*** Extrait choisi
Ca ne va en rien dans le sens d'une contestation du fait que "le travail est une nécessité pour vivre et que tout homme a le besoin de travailler pour se sentir bien", contrairement au préambule de l'intervention de Mathieu L sur son propre blog, qui se veut être une réponse à mon billet.

Il ne faudrait pas que Mathieu, que j'estime par ailleurs pour son esprit critique même si je ne partage absolument pas ses idées, confonde ma prise de position avec un éventuel "virage à gauche". Je répète que ce "revenu d'existence" n'est dans mon esprit qu'un mal nécessaire destiné à éviter le pire, et ne modifie en rien mes convictions libérales.

Toutes les objections contenues dans son article ne relèvent que de la philosophie collectiviste que je combats. En particulier, dire que ce revenu d'existence pourrait devenir un "super RMI" destiné à couvrir tous les besoins (alimentation, logement, transport, énergie...) est une déviation hérétique de mon propos. C'est le fruit du travail qui doit permettre à l'individu de subvenir à ses besoins, pas l'aide publique. L'activité, pas la charité. L'effort et la participation à la production des richesses, pas l'assistanat. Etre libre, c'est être responsable. Un être assisté, c'est le contraire d'un être responsable.

2) Sur les rôles "naturels" de l'Etat

Je suis à 100 % d'accord avec l'objection qui m'a été faite par le même Criticus : il faut y faire figurer l'éducation. L'éducation, et singulièrement l'instruction, sont une condition indispensable de la liberté des individus. Elle fait donc partie des obligations de cet Etat dont le rôle principal et quasi unique est de garantir ladite liberté. Ce fut, dans cet article, un oubli flagrant. Mea culpa !

3) Sur le financement de la protection sociale

L'un de mes commentateurs est revenu sur mon idée de calculer les "charges patronales" non sur les salaires, ce qui pénalise l'emploi, mais sur la valeur ajoutée. L'objection est de dire en substance que les entreprises ou les entités qui n'ont pas de valeur ajoutée ne participeraient pas au financement.
******
### Vos tâches
A. Répondez à ces questions sur l'extrait :
(i) Comment l'auteur décrit-il le « revenu d'existence » ?
(ii) Quel domaine l'auteur accepte-t-il d'ajouter aux rôles de l'État ?
(iii) Sur quoi l'auteur propose-t-il de calculer les « charges patronales » à la place des salaires ?
B. Réécrivez sous forme de liste le paragraphe de l'extrait qui commence par « Toutes les objections contenues dans son article », en gardant ses idées principales.
C. Recopiez mot pour mot le passage de l'extrait qui commence par « Toutes les objections » et se poursuit jusqu'à « d'un être responsable. ».
*** Données extraites
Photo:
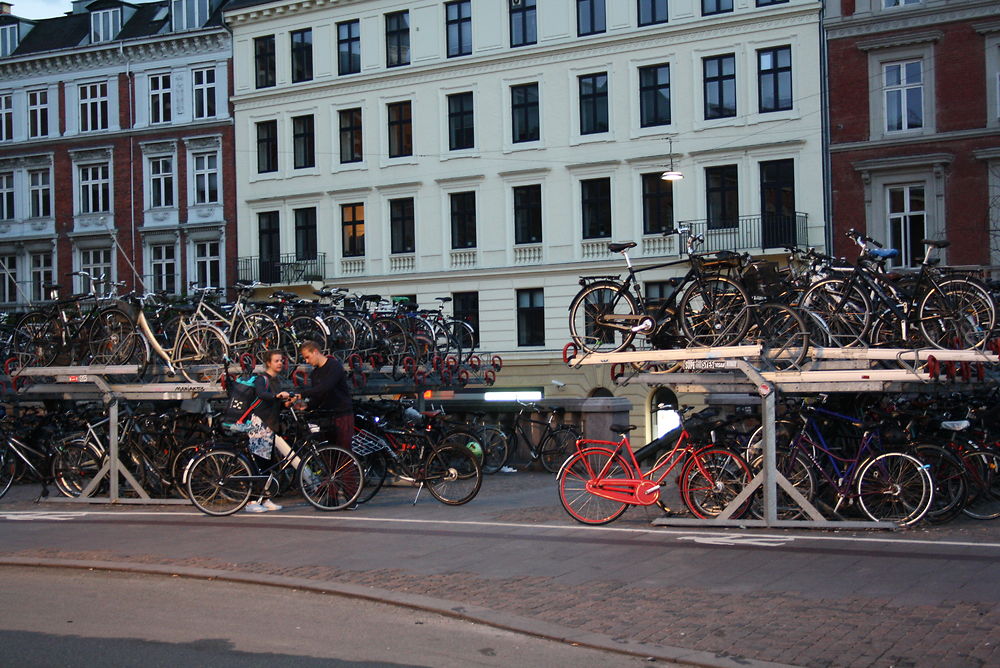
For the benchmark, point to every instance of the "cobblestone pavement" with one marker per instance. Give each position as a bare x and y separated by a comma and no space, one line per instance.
******
*** Données extraites
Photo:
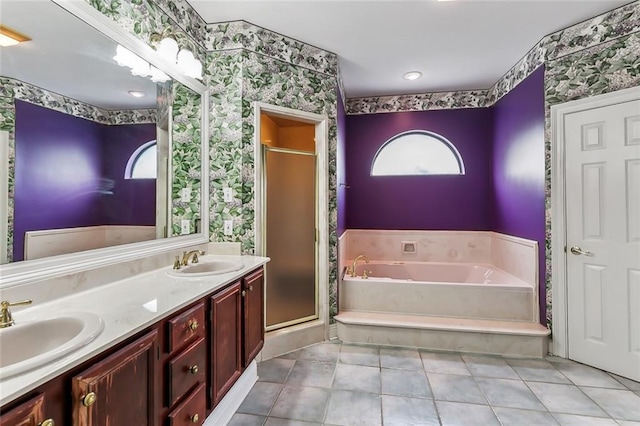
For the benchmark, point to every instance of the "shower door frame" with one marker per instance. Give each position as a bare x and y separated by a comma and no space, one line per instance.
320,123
******
### Résultats de l'exercice
A.
(i) Comme un mal nécessaire destiné à éviter le pire.
(ii) L'éducation.
(iii) Sur la valeur ajoutée.

B.
- Les objections de l'article de Mathieu relèvent de la philosophie collectiviste que l'auteur combat.
- Faire du revenu d'existence un « super RMI » qui couvre tous les besoins (alimentation, logement, transport, énergie...) trahit son propos.
- C'est le fruit du travail, et non l'aide publique, qui doit permettre de subvenir à ses besoins : l'activité plutôt que la charité, l'effort et la participation à la production des richesses plutôt que l'assistanat.
- Être libre, c'est être responsable, et un être assisté est le contraire d'un être responsable.

C.
Toutes les objections contenues dans son article ne relèvent que de la philosophie collectiviste que je combats. En particulier, dire que ce revenu d'existence pourrait devenir un "super RMI" destiné à couvrir tous les besoins (alimentation, logement, transport, énergie...) est une déviation hérétique de mon propos. C'est le fruit du travail qui doit permettre à l'individu de subvenir à ses besoins, pas l'aide publique. L'activité, pas la charité. L'effort et la participation à la production des richesses, pas l'assistanat. Etre libre, c'est être responsable. Un être assisté, c'est le contraire d'un être responsable.